◆ TASK DIRECTIONS
Every record must be retyped as it stands.

◆ DATASET
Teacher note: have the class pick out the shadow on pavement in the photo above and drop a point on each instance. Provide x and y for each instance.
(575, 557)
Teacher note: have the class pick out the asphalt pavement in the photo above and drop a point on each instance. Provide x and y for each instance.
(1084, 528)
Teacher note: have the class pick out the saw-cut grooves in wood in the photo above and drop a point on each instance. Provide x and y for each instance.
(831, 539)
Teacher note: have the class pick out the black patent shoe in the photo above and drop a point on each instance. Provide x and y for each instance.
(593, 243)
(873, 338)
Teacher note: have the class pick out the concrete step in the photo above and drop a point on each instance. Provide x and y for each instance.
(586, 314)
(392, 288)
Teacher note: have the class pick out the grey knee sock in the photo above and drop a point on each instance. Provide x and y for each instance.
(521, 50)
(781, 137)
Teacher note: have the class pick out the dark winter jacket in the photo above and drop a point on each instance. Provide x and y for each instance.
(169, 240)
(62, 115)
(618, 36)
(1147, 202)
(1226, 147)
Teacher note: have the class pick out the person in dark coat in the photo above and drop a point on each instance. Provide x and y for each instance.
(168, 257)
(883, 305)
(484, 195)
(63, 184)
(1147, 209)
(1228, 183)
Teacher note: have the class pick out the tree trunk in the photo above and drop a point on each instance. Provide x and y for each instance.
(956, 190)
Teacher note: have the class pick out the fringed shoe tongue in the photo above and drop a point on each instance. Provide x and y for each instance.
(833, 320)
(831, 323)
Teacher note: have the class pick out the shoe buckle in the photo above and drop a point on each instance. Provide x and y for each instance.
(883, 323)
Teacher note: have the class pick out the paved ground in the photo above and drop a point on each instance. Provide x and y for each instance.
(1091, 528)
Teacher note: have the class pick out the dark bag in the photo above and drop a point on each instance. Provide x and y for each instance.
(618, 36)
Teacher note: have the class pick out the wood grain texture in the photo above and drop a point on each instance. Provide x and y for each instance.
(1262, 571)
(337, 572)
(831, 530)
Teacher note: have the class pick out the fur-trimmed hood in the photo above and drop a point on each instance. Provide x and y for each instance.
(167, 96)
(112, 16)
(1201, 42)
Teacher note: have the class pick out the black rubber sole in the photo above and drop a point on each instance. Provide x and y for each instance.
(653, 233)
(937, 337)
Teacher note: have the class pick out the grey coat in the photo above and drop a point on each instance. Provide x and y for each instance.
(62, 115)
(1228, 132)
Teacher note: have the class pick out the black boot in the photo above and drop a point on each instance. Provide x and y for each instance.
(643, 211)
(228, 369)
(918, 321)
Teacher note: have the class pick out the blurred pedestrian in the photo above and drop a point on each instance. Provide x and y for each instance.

◆ SOLUTION
Teacher note: have the class pick out the shadow on pavement in the photo above and drop a point on each instance. Provide x and y for each instance.
(575, 557)
Teacher note: have the class pick out the asphalt pavement in the photo above and drop a point on each instance. Provide x and y for each instance.
(1084, 528)
Teacher note: have the class pick out the saw-cut grooves in wood in the photo above and drop a point on each instance. Provide x and y for each instance.
(831, 539)
Teacher note: have the class pick out the black patent shoe in the photo above and drop a point on each instance. Provide x and y for each instance.
(593, 243)
(873, 338)
Teacher note: have the class pick out the concrete step in the photo above and drop a point on each instance. Provide x and y for each instance.
(586, 314)
(392, 288)
Teacher note: have the class pick out the grey knee sock in the photo above and drop a point on each instance. Provide x and y for each instance.
(521, 50)
(781, 137)
Teacher note: have the class pick out the dark winter jacket in the photo above and drop a point on each instance. Provide x and y for each instance.
(169, 240)
(62, 115)
(618, 36)
(1147, 202)
(1226, 147)
Teacher note: have the class pick out the person in dark coat in the photo above and drop a point on each instance. Provide x and y for each instance.
(168, 257)
(883, 305)
(484, 195)
(63, 184)
(1147, 209)
(1228, 183)
Teacher note: have the class pick out the tree trunk in the photo above and drop a point on each instance. Provide x and y for each instance.
(956, 190)
Teacher note: have the class pick out the fringed shoe tongue in the photo above and drop a point on each instance. Provide x and y for each instance.
(833, 320)
(831, 323)
Teacher note: have the class pick out the shoe buckle in the photo above and drop a point on each instance. Provide x and y for each instance.
(883, 323)
Teacher note: have the class pick out the paved ground in the photo above and drop a point on each instance. Provide x and y for each instance.
(1091, 528)
Teacher note: have the class pick out the dark bag in the photo above and drop a point on each instance. Provide x and y for each instance.
(618, 36)
Teacher note: have the class pick out the wood grain texture in the photo above and drop a point on each instance. Provide x and y for each instance.
(1262, 571)
(337, 572)
(831, 530)
Teacher note: have the class pick out the fur-trimmed hood in the photo above and drop a point on each instance. Provide x and y for each instance.
(167, 96)
(112, 16)
(1201, 42)
Teacher note: have the class pick out the black rubber sole in the photo above and drop a point on each instance. Provide x and y for each instance.
(653, 233)
(937, 337)
Teacher note: have the class pick out the grey coat in the photo above and drop a point on each instance. Provide x and y for each instance.
(62, 115)
(1228, 132)
Teacher note: have the class pick out the black boot in the photo above and drop a point on each instance. Provide x and y for each instance.
(643, 211)
(228, 369)
(918, 321)
Teacher note: have the class pick out the blurred pedestrian in the photo above and drop a point on each instance. Provide x and y for each instance.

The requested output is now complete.